Texto de estudio

---

Los gritos del niño atrajeron a otros aldeanos que ayudaron a la madre a perseguir al animal. Pero el chimpancé era fuerte y enseguida infligió daños fatales. «Le rompió el brazo, le hizo daño en la cabeza, y le abrió el estómago y le quitó los riñones», contó Semata. Entonces, tras esconder el cuerpo maltratado del niño bajo la hierba, el chimpancé huyó. Llevaron a Mujuni a un centro de salud de una ciudad cercana, Muhororo, pero la pequeña clínica fue incapaz de tratar al niño eviscerado, que falleció de camino a un hospital regional.
La situación actual de Kyamajaka aún es precaria, al menos para algunas personas y algunos chimpancés. Los ataques de los chimpancés a niños humanos han continuado, con un total de tres muertes y media docena de heridos o huidas por los pelos en la región de Muhororo desde 2014. El principal impulsor de los conflictos, al parecer, es la pérdida de hábitat de los chimpancés en las zonas de Uganda occidental, terrenos forestados a las afueras de parques y reservas nacionales que se han convertido a la agricultura ante el crecimiento demográfico. Gran parte del bosque autóctono que antes cubría estas colinas ha desaparecido, talado durante décadas para conseguir madera y leña.
La demografía y el paisaje están cambiando deprisa en el distrito de Kagadi (que incluye Kyamajaka), al este del lago Alberto y en la sierra de Rwenzori, así como en los distritos adyacentes. El suelo es volcánico y rico, humedecido por las lluvias estacionales y adecuado para mantener a una cantidad incipiente de familias agrícolas que se ganan la vida en pequeñas parcelas privadas con cultivos básicos como el maíz y la yuca, suplementados con frutas domesticadas y los pocos ingresos de cultivos comerciales como el tabaco, el café, la caña de azúcar y el arroz.

---

Entradas de datos

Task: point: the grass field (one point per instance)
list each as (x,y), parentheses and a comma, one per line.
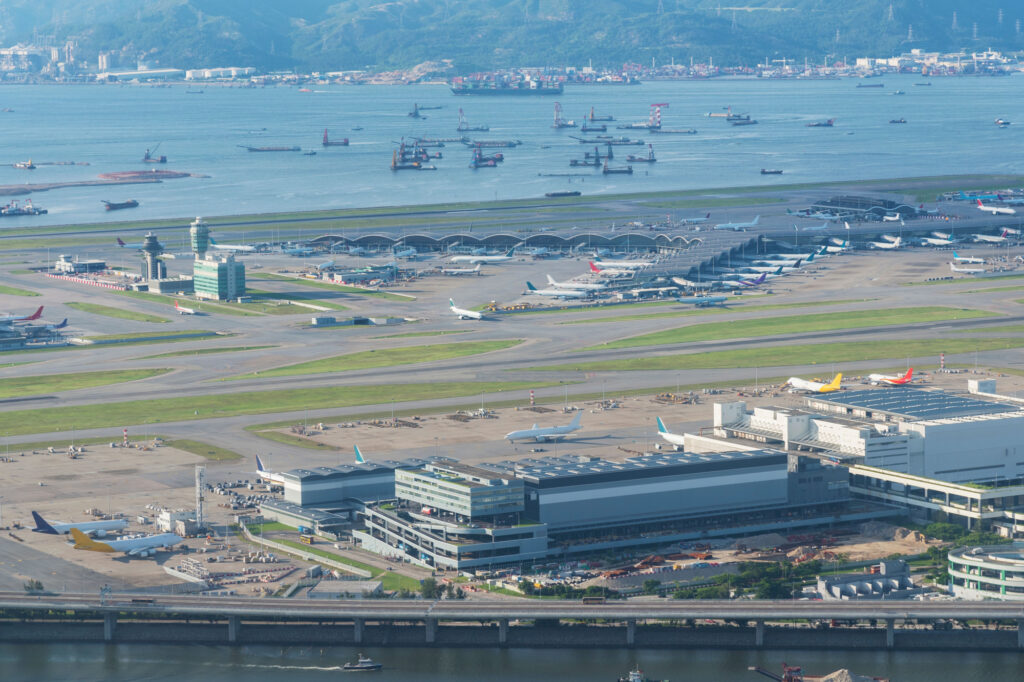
(384,357)
(14,291)
(794,325)
(206,351)
(816,353)
(110,311)
(190,408)
(59,383)
(735,305)
(205,450)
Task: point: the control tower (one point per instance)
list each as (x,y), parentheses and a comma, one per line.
(200,233)
(153,268)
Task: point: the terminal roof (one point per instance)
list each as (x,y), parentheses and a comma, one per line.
(913,403)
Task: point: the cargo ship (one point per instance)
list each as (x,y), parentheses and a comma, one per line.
(14,209)
(117,206)
(334,142)
(463,86)
(270,148)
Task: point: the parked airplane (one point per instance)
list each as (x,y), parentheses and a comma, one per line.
(97,528)
(145,546)
(991,239)
(8,318)
(996,210)
(610,271)
(557,293)
(243,248)
(798,384)
(886,244)
(675,438)
(738,225)
(585,286)
(463,313)
(268,476)
(482,259)
(547,433)
(892,379)
(971,260)
(695,221)
(704,301)
(966,270)
(625,264)
(456,271)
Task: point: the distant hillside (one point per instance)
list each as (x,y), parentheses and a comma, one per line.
(485,34)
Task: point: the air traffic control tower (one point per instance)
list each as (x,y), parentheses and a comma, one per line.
(200,235)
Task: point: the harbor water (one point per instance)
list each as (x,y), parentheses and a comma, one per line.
(202,129)
(85,663)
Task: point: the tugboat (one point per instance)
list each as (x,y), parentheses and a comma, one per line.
(636,675)
(363,666)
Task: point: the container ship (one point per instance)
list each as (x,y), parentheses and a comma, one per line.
(470,86)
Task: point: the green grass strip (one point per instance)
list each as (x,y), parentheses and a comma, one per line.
(206,351)
(734,306)
(120,313)
(192,408)
(13,291)
(58,383)
(821,353)
(205,450)
(384,357)
(794,325)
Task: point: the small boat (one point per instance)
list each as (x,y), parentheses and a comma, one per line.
(364,665)
(116,206)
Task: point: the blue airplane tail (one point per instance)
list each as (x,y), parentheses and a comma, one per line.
(42,525)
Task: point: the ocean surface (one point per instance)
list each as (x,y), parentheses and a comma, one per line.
(949,129)
(81,663)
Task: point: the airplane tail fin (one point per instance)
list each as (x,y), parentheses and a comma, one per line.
(83,541)
(42,525)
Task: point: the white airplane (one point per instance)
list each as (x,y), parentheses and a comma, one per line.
(738,225)
(990,239)
(463,313)
(473,259)
(145,546)
(675,438)
(996,210)
(557,293)
(886,244)
(231,247)
(625,264)
(585,286)
(695,221)
(268,476)
(970,260)
(966,270)
(545,434)
(798,384)
(456,271)
(97,528)
(892,379)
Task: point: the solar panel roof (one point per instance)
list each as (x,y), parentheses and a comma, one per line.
(914,403)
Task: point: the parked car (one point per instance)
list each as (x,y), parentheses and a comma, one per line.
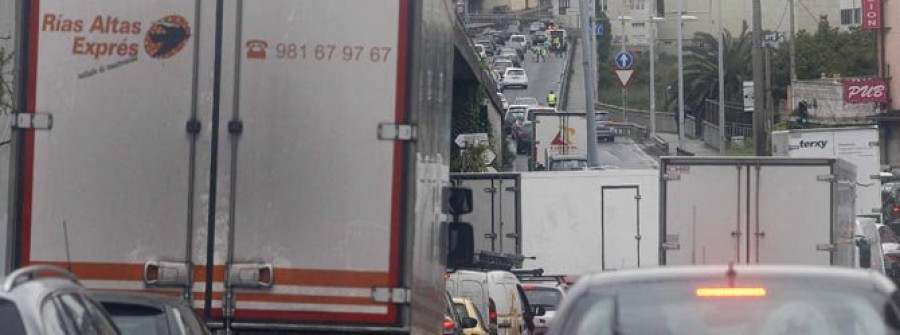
(890,203)
(489,46)
(501,64)
(31,303)
(539,37)
(549,297)
(151,314)
(518,41)
(605,131)
(480,49)
(454,323)
(499,293)
(724,299)
(567,163)
(530,101)
(512,54)
(503,101)
(536,26)
(515,76)
(465,308)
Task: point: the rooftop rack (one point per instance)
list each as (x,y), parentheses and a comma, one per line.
(486,260)
(30,273)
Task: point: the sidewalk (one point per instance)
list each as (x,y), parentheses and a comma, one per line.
(696,147)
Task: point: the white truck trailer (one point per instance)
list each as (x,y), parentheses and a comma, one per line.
(752,210)
(556,134)
(857,145)
(572,222)
(278,163)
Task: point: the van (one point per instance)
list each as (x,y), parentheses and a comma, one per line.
(497,292)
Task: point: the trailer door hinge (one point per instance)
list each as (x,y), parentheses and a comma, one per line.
(671,177)
(42,121)
(394,295)
(396,132)
(826,247)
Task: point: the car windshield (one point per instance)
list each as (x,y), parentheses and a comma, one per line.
(568,164)
(515,72)
(546,297)
(138,319)
(10,318)
(888,235)
(788,307)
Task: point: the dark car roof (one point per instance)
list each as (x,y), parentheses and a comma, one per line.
(845,277)
(135,298)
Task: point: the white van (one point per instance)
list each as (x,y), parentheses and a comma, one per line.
(497,292)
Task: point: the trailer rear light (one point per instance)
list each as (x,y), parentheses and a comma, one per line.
(728,292)
(448,324)
(892,258)
(167,274)
(251,275)
(492,312)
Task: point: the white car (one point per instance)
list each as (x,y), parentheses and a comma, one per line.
(503,101)
(518,41)
(480,49)
(514,76)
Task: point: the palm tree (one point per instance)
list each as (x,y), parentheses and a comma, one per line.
(701,70)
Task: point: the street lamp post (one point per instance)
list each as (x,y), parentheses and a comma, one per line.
(681,19)
(653,21)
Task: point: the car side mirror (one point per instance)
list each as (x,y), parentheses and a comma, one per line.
(460,244)
(468,322)
(457,200)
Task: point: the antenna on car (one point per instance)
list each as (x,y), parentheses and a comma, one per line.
(66,238)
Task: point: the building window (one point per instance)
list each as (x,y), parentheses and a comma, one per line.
(639,5)
(846,16)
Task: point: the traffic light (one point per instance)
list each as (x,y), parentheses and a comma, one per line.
(802,114)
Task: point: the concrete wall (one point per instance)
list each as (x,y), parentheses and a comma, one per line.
(891,58)
(828,95)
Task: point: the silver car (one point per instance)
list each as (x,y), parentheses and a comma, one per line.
(151,314)
(731,300)
(58,304)
(547,296)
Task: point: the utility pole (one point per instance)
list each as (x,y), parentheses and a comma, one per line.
(722,134)
(759,91)
(681,74)
(589,113)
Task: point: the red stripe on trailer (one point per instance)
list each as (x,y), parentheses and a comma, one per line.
(30,107)
(246,316)
(397,191)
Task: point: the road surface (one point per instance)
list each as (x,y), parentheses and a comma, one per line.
(542,77)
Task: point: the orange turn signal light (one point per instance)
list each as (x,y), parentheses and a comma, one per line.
(725,292)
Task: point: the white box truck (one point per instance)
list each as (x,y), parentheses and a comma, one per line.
(572,222)
(857,145)
(556,134)
(753,210)
(278,163)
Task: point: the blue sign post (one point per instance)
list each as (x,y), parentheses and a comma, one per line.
(624,60)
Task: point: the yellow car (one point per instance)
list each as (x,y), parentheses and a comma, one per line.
(465,308)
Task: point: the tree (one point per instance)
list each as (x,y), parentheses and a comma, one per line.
(701,69)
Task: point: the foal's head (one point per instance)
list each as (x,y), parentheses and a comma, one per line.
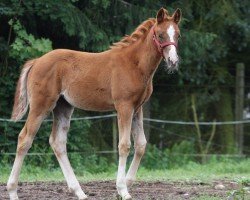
(166,35)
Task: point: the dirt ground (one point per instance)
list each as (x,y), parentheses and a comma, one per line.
(105,190)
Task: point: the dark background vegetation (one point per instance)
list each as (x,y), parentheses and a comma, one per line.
(215,37)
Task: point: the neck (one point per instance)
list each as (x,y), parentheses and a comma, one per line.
(148,56)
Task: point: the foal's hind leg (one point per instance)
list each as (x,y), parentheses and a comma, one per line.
(58,138)
(25,140)
(139,145)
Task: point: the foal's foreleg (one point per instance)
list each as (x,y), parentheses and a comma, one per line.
(139,145)
(125,113)
(25,140)
(58,140)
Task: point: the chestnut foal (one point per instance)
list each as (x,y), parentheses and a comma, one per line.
(118,79)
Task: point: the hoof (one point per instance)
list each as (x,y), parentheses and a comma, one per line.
(126,197)
(83,197)
(129,182)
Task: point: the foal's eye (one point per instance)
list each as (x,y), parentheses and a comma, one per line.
(161,36)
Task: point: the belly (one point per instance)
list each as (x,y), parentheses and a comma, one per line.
(92,100)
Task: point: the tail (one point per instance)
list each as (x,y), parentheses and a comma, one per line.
(21,101)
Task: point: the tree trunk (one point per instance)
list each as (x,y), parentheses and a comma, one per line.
(225,113)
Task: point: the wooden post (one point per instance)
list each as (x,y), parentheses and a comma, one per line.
(115,142)
(239,106)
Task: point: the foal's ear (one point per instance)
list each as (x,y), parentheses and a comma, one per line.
(177,16)
(161,15)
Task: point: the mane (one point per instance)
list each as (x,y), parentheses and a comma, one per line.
(139,33)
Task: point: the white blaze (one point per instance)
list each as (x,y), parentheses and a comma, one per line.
(172,52)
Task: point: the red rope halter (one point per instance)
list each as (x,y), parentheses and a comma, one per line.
(160,46)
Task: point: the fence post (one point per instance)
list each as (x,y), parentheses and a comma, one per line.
(239,106)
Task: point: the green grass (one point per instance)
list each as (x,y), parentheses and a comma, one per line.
(227,170)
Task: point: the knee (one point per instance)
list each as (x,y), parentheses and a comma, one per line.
(11,186)
(124,148)
(140,149)
(24,144)
(58,146)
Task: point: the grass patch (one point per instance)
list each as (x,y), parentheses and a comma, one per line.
(227,169)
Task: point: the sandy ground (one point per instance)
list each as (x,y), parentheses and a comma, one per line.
(104,190)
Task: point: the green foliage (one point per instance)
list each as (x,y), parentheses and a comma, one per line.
(26,46)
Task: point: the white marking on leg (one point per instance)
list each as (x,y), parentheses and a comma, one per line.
(59,146)
(172,53)
(13,179)
(140,145)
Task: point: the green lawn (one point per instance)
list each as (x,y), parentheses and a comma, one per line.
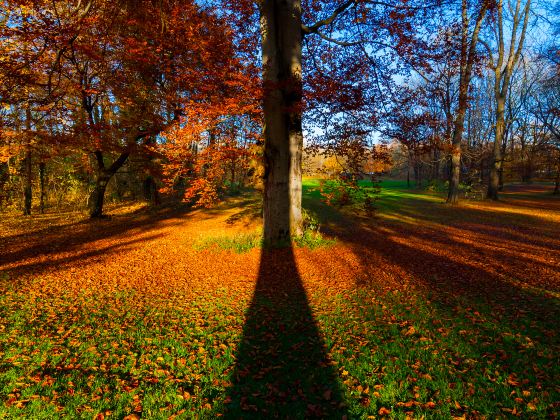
(373,328)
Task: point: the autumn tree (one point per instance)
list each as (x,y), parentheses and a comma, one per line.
(503,64)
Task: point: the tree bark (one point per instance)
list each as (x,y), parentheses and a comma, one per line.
(503,70)
(104,175)
(28,169)
(467,57)
(27,188)
(42,192)
(453,193)
(494,183)
(557,180)
(282,105)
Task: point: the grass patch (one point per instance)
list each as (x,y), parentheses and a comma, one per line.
(239,243)
(244,242)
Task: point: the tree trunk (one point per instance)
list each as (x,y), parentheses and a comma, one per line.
(495,169)
(455,178)
(557,181)
(282,57)
(97,196)
(42,192)
(104,175)
(27,189)
(28,173)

---

Qué hacer
Según el texto de estudio, ¿cuál parece ser el principal impulsor de los conflictos con los chimpancés? Las entradas no hacen falta para resolver la tarea.

Tarea resuelta
La pérdida de hábitat de los chimpancés en zonas de Uganda occidental, donde terrenos forestados a las afueras de parques y reservas nacionales se han convertido a la agricultura ante el crecimiento demográfico.